-- Start Exercise materials --

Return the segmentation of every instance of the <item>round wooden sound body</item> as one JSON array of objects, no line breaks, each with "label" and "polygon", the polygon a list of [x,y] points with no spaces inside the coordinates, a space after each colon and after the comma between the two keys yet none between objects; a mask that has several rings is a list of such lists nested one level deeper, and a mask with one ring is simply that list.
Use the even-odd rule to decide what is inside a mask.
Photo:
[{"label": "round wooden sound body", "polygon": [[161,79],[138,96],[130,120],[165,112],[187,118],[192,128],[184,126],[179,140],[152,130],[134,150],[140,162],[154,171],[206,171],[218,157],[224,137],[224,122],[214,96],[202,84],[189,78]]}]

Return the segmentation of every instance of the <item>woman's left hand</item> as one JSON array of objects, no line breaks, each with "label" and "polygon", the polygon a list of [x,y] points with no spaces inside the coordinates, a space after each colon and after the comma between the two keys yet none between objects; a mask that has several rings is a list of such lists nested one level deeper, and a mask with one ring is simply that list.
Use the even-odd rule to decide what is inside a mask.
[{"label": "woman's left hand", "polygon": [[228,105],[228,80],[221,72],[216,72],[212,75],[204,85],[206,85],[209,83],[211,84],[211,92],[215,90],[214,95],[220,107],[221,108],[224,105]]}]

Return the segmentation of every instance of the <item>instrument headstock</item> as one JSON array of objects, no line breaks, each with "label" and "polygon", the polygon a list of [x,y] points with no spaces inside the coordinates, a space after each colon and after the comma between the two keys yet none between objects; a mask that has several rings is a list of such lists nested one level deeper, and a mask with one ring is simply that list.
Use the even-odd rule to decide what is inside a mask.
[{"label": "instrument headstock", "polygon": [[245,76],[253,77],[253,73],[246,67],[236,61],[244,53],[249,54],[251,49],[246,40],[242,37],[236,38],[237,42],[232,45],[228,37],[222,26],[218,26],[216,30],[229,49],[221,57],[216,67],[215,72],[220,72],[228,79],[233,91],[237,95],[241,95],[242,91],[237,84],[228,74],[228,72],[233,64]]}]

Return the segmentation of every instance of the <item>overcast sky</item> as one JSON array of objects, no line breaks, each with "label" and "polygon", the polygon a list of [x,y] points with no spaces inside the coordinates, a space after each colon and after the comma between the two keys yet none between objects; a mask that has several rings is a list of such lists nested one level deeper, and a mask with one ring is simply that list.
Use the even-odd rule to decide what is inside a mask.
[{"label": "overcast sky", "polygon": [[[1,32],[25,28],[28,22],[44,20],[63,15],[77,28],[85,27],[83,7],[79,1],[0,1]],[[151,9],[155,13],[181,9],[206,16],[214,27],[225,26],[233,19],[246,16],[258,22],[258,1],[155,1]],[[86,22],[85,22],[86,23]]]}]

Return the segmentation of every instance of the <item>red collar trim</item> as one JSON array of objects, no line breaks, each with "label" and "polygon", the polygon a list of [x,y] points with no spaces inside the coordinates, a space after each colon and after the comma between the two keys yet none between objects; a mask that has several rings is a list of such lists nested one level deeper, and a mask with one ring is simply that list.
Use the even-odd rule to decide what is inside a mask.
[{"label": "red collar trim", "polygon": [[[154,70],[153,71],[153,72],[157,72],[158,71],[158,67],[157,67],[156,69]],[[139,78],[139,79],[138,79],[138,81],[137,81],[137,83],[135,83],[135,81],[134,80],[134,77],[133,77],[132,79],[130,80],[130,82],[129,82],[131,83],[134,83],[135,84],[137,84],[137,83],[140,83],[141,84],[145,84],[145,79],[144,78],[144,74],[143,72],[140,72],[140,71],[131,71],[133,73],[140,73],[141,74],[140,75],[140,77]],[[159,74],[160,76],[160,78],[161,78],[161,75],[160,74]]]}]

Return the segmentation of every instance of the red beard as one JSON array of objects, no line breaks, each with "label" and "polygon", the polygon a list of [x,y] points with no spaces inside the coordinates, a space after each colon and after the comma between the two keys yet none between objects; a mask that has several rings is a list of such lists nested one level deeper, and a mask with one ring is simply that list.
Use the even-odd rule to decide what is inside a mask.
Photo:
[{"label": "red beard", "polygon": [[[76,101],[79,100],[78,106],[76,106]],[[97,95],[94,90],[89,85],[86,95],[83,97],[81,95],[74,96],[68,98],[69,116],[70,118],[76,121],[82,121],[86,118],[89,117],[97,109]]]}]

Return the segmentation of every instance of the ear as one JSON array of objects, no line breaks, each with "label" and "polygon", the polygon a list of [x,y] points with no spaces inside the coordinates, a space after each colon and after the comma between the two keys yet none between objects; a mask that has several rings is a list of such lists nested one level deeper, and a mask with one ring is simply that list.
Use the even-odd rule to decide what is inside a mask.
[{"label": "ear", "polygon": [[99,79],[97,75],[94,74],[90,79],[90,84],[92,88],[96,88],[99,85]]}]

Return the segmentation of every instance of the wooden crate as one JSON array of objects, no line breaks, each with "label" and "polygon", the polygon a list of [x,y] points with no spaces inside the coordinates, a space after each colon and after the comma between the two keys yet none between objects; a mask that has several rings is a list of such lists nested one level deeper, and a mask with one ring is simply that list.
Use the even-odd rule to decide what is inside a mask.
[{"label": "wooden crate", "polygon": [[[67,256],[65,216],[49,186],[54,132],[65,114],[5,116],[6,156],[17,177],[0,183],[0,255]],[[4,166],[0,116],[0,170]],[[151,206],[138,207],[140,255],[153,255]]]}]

-- End Exercise materials --

# [What needs to be done]
Rewrite every line of the records above as one numbered list, leaving out the blank lines.

# [Solution]
1. Return the segmentation of every instance of the <item>round wooden sound body</item> as one JSON array of objects, no line breaks, each with "label" and "polygon", the polygon a list of [x,y] points with no spaces inside the coordinates, a space after each colon and after the comma between the two keys yet none between objects; a mask that has several rings is a list of such lists nested one level deeper, and a mask with one ring is simply that list.
2. Use the even-odd rule to decide what is inside a mask.
3. Photo:
4. [{"label": "round wooden sound body", "polygon": [[161,79],[138,96],[130,120],[165,112],[187,118],[192,128],[184,126],[179,140],[152,130],[134,150],[140,162],[154,171],[206,171],[218,157],[224,137],[224,122],[214,96],[202,84],[189,78]]}]
5. Return the segmentation of every instance of the <item>woman's left hand</item> as one JSON array of objects, no line breaks, each with "label" and "polygon", the polygon a list of [x,y] points with no spaces inside the coordinates, a space after each colon and after the comma between the two keys yet none between objects; a mask that has several rings is a list of such lists nested one level deeper, and a mask with one ring is simply that list.
6. Use the even-odd rule to decide what is inside a mask.
7. [{"label": "woman's left hand", "polygon": [[228,105],[228,80],[221,72],[216,72],[212,75],[204,85],[206,85],[209,83],[211,84],[211,92],[215,90],[214,95],[220,107],[221,108],[224,105]]}]
8. Return the segmentation of every instance of the <item>instrument headstock</item> as one JSON array of objects, no line breaks, each with "label" and "polygon", the polygon a list of [x,y] points with no spaces inside the coordinates, a space after each colon and after the comma between the two keys yet none between objects; a mask that has several rings is a list of such lists nested one level deeper, and a mask with one ring is simply that list.
9. Use the even-odd rule to decide what is inside a mask.
10. [{"label": "instrument headstock", "polygon": [[245,76],[253,77],[253,73],[246,67],[236,61],[244,53],[249,54],[251,49],[246,40],[242,37],[236,38],[237,42],[232,45],[228,37],[222,26],[218,26],[216,30],[229,49],[221,57],[216,67],[215,72],[220,72],[228,79],[233,91],[237,95],[241,95],[242,91],[237,84],[228,74],[228,72],[233,64]]}]
11. Return the segmentation of every instance of the <item>overcast sky</item> as one JSON array of objects, no line breaks, each with "label" and "polygon", the polygon a list of [x,y] points with no spaces inside the coordinates, a space after each colon and after the comma between the two keys yet none between objects; a mask that has several rings is a list of such lists nested one level deeper, and a mask with one ring is simply that list.
12. Use the even-odd rule to decide what is inside a mask.
13. [{"label": "overcast sky", "polygon": [[[1,32],[25,28],[28,22],[44,20],[63,15],[77,28],[85,27],[83,7],[79,1],[0,1]],[[151,9],[155,13],[181,9],[206,16],[214,27],[225,26],[233,19],[246,16],[258,22],[258,1],[155,1]],[[86,22],[85,22],[86,23]]]}]
14. Return the segmentation of every instance of the <item>red collar trim</item> as one JSON array of objects, no line breaks, each with "label" and "polygon", the polygon a list of [x,y] points with no spaces inside the coordinates, a space after each colon and after the comma between the two keys yet none between objects; a mask that has several rings is a list of such lists nested one level deeper, and a mask with one ring is simply that list.
15. Use the even-odd rule to decide what is inside a mask.
16. [{"label": "red collar trim", "polygon": [[[154,70],[153,71],[153,72],[157,72],[158,71],[158,67],[157,67],[156,69]],[[139,78],[139,79],[138,79],[138,81],[137,81],[137,83],[135,83],[135,81],[134,80],[134,77],[133,77],[132,79],[130,80],[130,82],[129,82],[131,83],[134,83],[135,84],[137,84],[137,83],[140,83],[141,84],[145,84],[145,79],[144,78],[144,74],[143,72],[140,72],[140,71],[131,71],[133,73],[140,73],[141,74],[140,75],[140,77]],[[159,74],[160,76],[160,78],[161,78],[161,75],[160,74]]]}]
17. Return the segmentation of every instance of the red beard as one JSON array of objects, no line breaks, each with "label" and "polygon", the polygon a list of [x,y] points with no spaces inside the coordinates, a space after each colon and after the comma between the two keys yet none between objects; a mask that has several rings is a list of such lists nested one level deeper, and a mask with one ring is simply that list.
18. Use the even-odd rule to decide what is inside a mask.
19. Photo:
20. [{"label": "red beard", "polygon": [[[76,101],[79,100],[78,106],[76,106]],[[97,95],[94,90],[89,85],[86,95],[83,97],[81,95],[74,96],[68,98],[69,116],[70,118],[76,121],[82,121],[86,118],[89,117],[97,109]]]}]
21. Return the segmentation of every instance of the ear as one JSON array of objects, no line breaks, each with "label" and "polygon", the polygon a list of [x,y] points with no spaces inside the coordinates, a space after each colon and after the comma between the two keys yet none between objects; a mask that has several rings is a list of such lists nested one level deeper, and a mask with one ring is simply that list.
22. Use the even-odd rule to decide what is inside a mask.
23. [{"label": "ear", "polygon": [[99,79],[97,75],[94,74],[90,79],[90,84],[92,88],[96,88],[99,85]]}]
24. Return the segmentation of every instance of the wooden crate as one JSON array of objects, no line breaks, each with "label" and "polygon", the polygon a list of [x,y] points with no spaces inside the coordinates, a space after each colon and after the comma between the two keys yet none between objects; a mask that has several rings is a list of such lists nested one level deeper, and a mask with one ring is simply that list.
25. Use the even-odd rule to decide what is inside a mask.
26. [{"label": "wooden crate", "polygon": [[[67,256],[65,216],[49,186],[54,132],[65,114],[5,116],[6,156],[17,177],[0,183],[0,255]],[[4,166],[0,116],[0,170]],[[151,206],[138,207],[140,255],[153,255]]]}]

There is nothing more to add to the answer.